Exercise requirements:
Reproduce every line of the material below character for character, omitting the pictures.

┌──

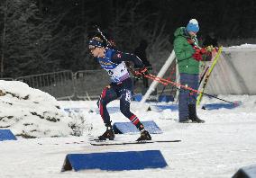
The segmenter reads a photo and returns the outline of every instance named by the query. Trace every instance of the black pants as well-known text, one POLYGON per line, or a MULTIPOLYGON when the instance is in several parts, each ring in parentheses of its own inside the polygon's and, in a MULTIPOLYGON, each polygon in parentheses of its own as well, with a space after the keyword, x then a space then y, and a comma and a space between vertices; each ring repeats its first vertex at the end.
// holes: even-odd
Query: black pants
POLYGON ((131 78, 127 78, 121 84, 111 84, 104 88, 99 100, 99 111, 100 115, 104 120, 104 123, 107 126, 111 124, 110 116, 106 109, 106 105, 120 98, 120 111, 128 118, 137 128, 141 127, 141 122, 137 116, 135 116, 130 111, 130 104, 132 100, 133 81, 131 78))

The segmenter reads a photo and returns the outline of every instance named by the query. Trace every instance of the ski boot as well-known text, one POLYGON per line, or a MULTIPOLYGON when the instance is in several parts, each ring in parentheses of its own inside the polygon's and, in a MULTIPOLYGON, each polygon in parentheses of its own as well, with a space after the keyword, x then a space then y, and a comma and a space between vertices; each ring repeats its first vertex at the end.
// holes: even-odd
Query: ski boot
POLYGON ((205 123, 204 120, 200 120, 197 115, 196 104, 188 104, 188 120, 191 120, 193 123, 205 123))
POLYGON ((185 120, 179 120, 179 123, 192 123, 192 120, 186 118, 185 120))
POLYGON ((105 132, 104 132, 104 134, 98 137, 99 140, 106 140, 106 139, 114 140, 114 133, 112 127, 106 127, 105 132))
POLYGON ((145 129, 142 129, 141 131, 141 137, 136 141, 143 141, 143 140, 151 140, 151 134, 145 129))

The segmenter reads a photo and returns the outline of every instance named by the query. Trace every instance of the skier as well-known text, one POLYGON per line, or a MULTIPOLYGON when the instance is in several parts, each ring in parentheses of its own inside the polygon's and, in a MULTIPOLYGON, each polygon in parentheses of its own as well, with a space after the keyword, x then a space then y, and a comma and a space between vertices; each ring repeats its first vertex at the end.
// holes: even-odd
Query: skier
MULTIPOLYGON (((197 33, 199 31, 198 22, 191 19, 187 27, 179 27, 174 32, 174 51, 178 59, 180 84, 193 89, 198 88, 199 61, 207 53, 206 49, 198 46, 197 33)), ((178 95, 179 122, 203 123, 197 115, 197 93, 188 90, 180 90, 178 95)))
POLYGON ((101 67, 107 71, 112 81, 109 85, 103 89, 98 102, 100 114, 106 127, 106 131, 99 136, 98 139, 113 140, 114 138, 106 105, 110 102, 120 98, 121 112, 141 131, 141 136, 137 141, 151 140, 150 133, 144 129, 138 117, 130 111, 133 81, 124 61, 132 61, 134 65, 141 67, 140 69, 135 71, 135 74, 141 76, 147 74, 147 68, 144 67, 143 63, 133 54, 123 53, 105 47, 105 42, 99 37, 94 37, 90 40, 89 50, 93 57, 96 58, 101 67))

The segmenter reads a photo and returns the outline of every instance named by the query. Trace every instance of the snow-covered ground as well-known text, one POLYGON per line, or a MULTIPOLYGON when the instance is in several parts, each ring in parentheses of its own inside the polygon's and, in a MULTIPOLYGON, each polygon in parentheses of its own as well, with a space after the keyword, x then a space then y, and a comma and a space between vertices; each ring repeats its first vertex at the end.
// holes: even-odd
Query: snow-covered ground
MULTIPOLYGON (((64 108, 80 108, 85 129, 82 137, 42 138, 0 142, 0 177, 231 177, 241 167, 256 164, 256 96, 219 96, 242 101, 233 110, 198 109, 204 124, 178 123, 178 111, 146 111, 133 102, 133 111, 141 120, 154 120, 163 134, 152 139, 181 139, 178 143, 94 147, 88 138, 105 131, 96 101, 60 102, 64 108), (83 144, 65 144, 85 140, 83 144), (164 169, 105 172, 99 170, 60 173, 67 154, 159 149, 169 166, 164 169)), ((205 103, 219 102, 206 99, 205 103)), ((150 103, 155 104, 155 103, 150 103)), ((166 103, 160 103, 166 104, 166 103)), ((118 106, 114 101, 109 106, 118 106)), ((146 107, 144 107, 146 108, 146 107)), ((5 108, 1 108, 5 110, 5 108)), ((120 112, 111 113, 115 121, 128 121, 120 112)), ((116 139, 134 140, 139 135, 116 136, 116 139)), ((105 161, 105 160, 103 160, 105 161)))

└──

Answer to the task:
The segmenter reads a photo and returns the outline of every instance named by the query. Trace every instance of the black pants as well-known text, one POLYGON per line, or a MULTIPOLYGON when the instance is in several parts, each ring in parentheses of its own inside the polygon's and, in a MULTIPOLYGON, each polygon in parentheses of its own as well, with a space after the keyword, x then a space then y, and a comma and a space between vertices; each ring repeats its first vertex at the end.
// holes: even-odd
Query: black pants
POLYGON ((131 78, 127 78, 121 84, 111 84, 104 88, 99 100, 99 111, 100 115, 104 120, 104 123, 107 126, 111 124, 110 116, 106 109, 106 105, 120 98, 120 111, 128 118, 137 128, 141 127, 141 122, 137 116, 135 116, 130 111, 130 104, 132 100, 133 81, 131 78))

The segmenter reads a photo and returns the outline of every instance named by the query. Trace every instance of the ski boot as well-known text, one POLYGON per line, or a MULTIPOLYGON when the instance is in several parts, each ring in parentheses of its own inside the polygon's and, in a MULTIPOLYGON, each polygon in parentheses of its own as well, with a space after the keyword, x then a space then y, and a comma and a space between vertices; each ring repeats its first vertex at the end.
// holes: even-odd
Query: ski boot
POLYGON ((205 123, 204 120, 200 120, 197 115, 196 104, 188 104, 188 120, 191 120, 193 123, 205 123))
POLYGON ((185 120, 179 120, 179 123, 192 123, 192 120, 186 118, 185 120))
POLYGON ((105 132, 104 132, 104 134, 98 137, 99 140, 106 140, 106 139, 114 140, 114 133, 112 127, 106 127, 105 132))
POLYGON ((145 129, 142 129, 141 131, 141 137, 136 141, 143 141, 143 140, 151 140, 151 134, 145 129))

The segmenter reads a photo and returns the outline of every instance named by the query. Trace every instance of the skier as well-known text, one POLYGON per line, or a MULTIPOLYGON when the instance is in several parts, each ring in parentheses of its own inside the polygon's and, in a MULTIPOLYGON, each polygon in parentheses of its own as well, with a space after the keyword, x then a space then y, and a comma and a space between vertices; each ring repeats its first vertex at the end.
// holes: even-odd
Query: skier
MULTIPOLYGON (((197 33, 199 31, 198 22, 191 19, 187 27, 179 27, 174 32, 174 51, 178 59, 180 84, 193 89, 198 88, 199 61, 207 53, 206 49, 198 46, 197 33)), ((178 95, 179 122, 203 123, 197 115, 197 93, 188 90, 180 90, 178 95)))
POLYGON ((101 67, 107 71, 112 81, 109 85, 103 89, 98 102, 100 114, 106 127, 106 131, 99 136, 98 139, 113 140, 114 138, 106 105, 110 102, 120 98, 121 112, 141 131, 141 136, 137 141, 151 140, 150 133, 144 129, 138 117, 130 111, 133 81, 124 61, 132 61, 134 65, 141 67, 140 69, 135 71, 135 74, 141 76, 147 74, 147 68, 144 67, 143 63, 133 54, 123 53, 105 47, 105 42, 99 37, 94 37, 90 40, 89 50, 93 57, 96 58, 101 67))

The segmenter reads a photo and returns the outline of every instance named by the query. Trace every instance of the snow-covered ground as well-known text, one POLYGON per line, or a MULTIPOLYGON when the instance is in several parts, each ring in parentheses of its own inside the polygon's and, in a MULTIPOLYGON, each polygon in parentheses of its own as well, with a space after the keyword, x then a space then y, and a comma and a space between vertices; each ring repeats its first vertex at the end.
// holes: even-odd
Query: snow-covered ground
MULTIPOLYGON (((64 108, 80 108, 85 129, 82 137, 42 138, 0 142, 0 177, 231 177, 241 167, 256 164, 256 96, 219 96, 242 101, 233 110, 198 109, 204 124, 178 123, 178 111, 146 111, 133 102, 133 111, 141 120, 154 120, 163 134, 152 139, 181 139, 178 143, 94 147, 88 138, 105 131, 96 101, 60 102, 64 108), (83 144, 65 144, 85 140, 83 144), (164 169, 105 172, 99 170, 60 173, 67 154, 159 149, 169 166, 164 169)), ((205 103, 219 102, 206 99, 205 103)), ((150 103, 155 104, 155 103, 150 103)), ((166 103, 160 103, 166 104, 166 103)), ((118 106, 114 101, 109 106, 118 106)), ((146 107, 144 107, 146 108, 146 107)), ((5 108, 1 108, 5 110, 5 108)), ((120 112, 111 113, 115 121, 128 121, 120 112)), ((116 139, 134 140, 139 135, 116 136, 116 139)), ((105 161, 105 160, 103 160, 105 161)))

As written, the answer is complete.